**Set task**: Everything from the line that contains "Note to the class: find each instance of the vertical" through the last line of the listing must be copied exactly, with both of those lines included and no others.

**Data entries**:
● ● ● ●

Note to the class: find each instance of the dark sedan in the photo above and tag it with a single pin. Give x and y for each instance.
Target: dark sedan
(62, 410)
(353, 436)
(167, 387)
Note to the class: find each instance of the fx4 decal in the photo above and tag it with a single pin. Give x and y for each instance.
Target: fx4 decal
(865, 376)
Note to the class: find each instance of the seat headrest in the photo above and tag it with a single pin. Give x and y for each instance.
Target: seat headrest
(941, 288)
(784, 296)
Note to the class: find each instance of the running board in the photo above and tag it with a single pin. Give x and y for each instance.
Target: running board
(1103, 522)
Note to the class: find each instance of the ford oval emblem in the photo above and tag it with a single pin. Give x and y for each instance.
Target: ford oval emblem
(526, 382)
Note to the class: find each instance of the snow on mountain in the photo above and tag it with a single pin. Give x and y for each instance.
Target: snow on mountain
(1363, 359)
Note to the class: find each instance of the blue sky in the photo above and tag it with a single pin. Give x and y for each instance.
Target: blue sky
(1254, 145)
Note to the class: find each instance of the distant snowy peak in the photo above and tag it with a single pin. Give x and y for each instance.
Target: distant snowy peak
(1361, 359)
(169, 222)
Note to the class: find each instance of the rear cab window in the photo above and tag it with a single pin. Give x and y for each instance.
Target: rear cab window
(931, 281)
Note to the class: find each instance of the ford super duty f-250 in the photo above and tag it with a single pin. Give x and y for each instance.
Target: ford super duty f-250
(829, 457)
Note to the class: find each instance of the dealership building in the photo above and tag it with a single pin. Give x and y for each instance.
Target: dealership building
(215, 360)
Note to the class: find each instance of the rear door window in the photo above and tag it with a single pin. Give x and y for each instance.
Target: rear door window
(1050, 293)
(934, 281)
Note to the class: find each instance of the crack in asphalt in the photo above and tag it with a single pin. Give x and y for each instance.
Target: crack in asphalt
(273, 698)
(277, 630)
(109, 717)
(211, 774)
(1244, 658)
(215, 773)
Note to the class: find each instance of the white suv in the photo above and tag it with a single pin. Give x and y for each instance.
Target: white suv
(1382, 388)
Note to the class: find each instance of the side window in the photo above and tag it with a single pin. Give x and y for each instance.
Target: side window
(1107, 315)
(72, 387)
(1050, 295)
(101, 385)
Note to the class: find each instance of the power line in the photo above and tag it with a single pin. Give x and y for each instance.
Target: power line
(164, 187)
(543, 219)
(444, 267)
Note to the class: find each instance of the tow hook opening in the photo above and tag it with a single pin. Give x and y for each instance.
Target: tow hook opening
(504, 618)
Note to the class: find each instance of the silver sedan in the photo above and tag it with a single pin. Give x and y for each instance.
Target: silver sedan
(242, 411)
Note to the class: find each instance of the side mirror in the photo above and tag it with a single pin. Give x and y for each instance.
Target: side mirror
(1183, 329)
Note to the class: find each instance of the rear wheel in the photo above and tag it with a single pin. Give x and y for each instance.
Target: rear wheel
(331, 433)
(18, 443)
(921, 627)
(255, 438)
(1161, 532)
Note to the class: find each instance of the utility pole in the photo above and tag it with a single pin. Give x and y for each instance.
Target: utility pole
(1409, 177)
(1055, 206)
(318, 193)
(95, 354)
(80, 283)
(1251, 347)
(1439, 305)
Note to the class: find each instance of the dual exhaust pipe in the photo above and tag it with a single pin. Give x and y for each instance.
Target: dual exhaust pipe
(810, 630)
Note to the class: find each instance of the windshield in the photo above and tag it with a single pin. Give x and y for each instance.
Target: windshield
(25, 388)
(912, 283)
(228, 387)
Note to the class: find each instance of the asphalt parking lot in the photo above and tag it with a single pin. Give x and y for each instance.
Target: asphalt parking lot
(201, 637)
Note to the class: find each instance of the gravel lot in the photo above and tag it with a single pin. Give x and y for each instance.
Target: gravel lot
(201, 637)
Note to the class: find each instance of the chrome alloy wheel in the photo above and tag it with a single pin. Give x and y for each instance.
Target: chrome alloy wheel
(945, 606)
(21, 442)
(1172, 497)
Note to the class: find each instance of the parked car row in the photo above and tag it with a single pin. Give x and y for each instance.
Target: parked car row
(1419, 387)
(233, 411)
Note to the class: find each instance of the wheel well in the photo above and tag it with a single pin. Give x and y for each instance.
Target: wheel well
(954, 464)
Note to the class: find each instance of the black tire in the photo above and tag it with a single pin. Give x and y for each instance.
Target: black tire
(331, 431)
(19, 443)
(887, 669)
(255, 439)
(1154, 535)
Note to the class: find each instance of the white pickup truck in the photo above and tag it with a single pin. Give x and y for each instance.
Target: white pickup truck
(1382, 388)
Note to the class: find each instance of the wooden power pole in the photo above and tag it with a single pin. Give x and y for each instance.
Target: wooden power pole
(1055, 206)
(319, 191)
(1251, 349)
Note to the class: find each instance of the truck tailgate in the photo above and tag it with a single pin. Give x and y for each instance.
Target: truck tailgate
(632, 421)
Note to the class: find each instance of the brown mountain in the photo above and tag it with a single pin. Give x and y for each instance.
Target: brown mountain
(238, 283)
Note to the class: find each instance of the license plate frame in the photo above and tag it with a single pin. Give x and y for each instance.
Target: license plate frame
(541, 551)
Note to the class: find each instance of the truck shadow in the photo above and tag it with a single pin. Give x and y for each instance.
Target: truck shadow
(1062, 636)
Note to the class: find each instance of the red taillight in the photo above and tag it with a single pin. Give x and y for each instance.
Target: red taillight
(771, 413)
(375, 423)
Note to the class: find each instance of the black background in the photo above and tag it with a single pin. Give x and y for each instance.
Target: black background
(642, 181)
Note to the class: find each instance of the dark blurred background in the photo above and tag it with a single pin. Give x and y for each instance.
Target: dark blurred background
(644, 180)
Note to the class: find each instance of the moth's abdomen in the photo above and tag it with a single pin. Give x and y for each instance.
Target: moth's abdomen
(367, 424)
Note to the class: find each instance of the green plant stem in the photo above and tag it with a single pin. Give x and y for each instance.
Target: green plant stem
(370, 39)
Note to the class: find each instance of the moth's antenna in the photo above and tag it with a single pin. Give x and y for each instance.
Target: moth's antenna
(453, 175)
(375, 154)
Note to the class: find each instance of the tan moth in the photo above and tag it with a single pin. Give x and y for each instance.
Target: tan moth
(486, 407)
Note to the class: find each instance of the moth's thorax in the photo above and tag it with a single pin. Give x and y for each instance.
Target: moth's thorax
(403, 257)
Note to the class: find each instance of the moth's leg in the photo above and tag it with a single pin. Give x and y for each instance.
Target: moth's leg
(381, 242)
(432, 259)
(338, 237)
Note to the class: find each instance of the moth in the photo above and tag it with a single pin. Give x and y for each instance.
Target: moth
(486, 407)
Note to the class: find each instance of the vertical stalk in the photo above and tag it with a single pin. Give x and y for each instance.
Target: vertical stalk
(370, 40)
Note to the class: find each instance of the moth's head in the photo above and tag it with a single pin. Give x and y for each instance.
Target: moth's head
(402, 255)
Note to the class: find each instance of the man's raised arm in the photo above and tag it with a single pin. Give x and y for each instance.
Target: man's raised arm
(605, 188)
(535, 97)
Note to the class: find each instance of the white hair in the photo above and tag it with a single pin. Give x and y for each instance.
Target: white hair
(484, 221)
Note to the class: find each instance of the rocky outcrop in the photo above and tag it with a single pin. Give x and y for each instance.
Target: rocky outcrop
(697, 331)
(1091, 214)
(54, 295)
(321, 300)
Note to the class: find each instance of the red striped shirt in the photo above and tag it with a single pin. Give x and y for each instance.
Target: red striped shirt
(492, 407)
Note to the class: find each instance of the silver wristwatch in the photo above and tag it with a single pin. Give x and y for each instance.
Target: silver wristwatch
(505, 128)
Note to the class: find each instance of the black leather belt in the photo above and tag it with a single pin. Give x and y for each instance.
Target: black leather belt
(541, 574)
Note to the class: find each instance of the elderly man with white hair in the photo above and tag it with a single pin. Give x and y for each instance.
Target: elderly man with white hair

● ● ● ●

**Written response**:
Note to the class: find each instance of the vertical stalk in the photo above and tag it with a single pin. Give x and y for each instance.
Target: vertical stalk
(370, 40)
Note to the class: find each instance of the moth's head in the photo above and tag it with a single pin. Give x and y for each instance.
Target: moth's head
(402, 255)
Note to the class: find each instance of the man's raised arm in the photo above and tag it with a single pin. Give x and y for each instance.
Target: man's raised arm
(605, 188)
(535, 97)
Note to the class: find each instance of the white hair in the photo above and tag it with a single pin. Give x and y for each instance.
Target: white hair
(484, 221)
Note to the class: find each instance of the rocky outcrop in the photo above and tag it with a single pin. Give x and y for each instance.
Target: rocky outcrop
(697, 331)
(1091, 214)
(54, 295)
(321, 300)
Note to the class: find each instance of the red striped shirt in the photo above and tag it with a single pin. Give x and y for each instance.
Target: red striped shirt
(492, 407)
Note to the class: find each instance of the silver wristwatch in the photo above and tag it with a single pin. Give x and y for each instance.
Target: silver wristwatch
(505, 128)
Note to the class: find each instance of the black leather belt in the photo above and tag it with a single pin. Give x and y for each instance.
Target: black leather belt
(541, 574)
Note to the class: find each instance of the elderly man with white hair in the photo above and tag it with a single pin. Give x and y for each instance.
Target: elderly man with white hair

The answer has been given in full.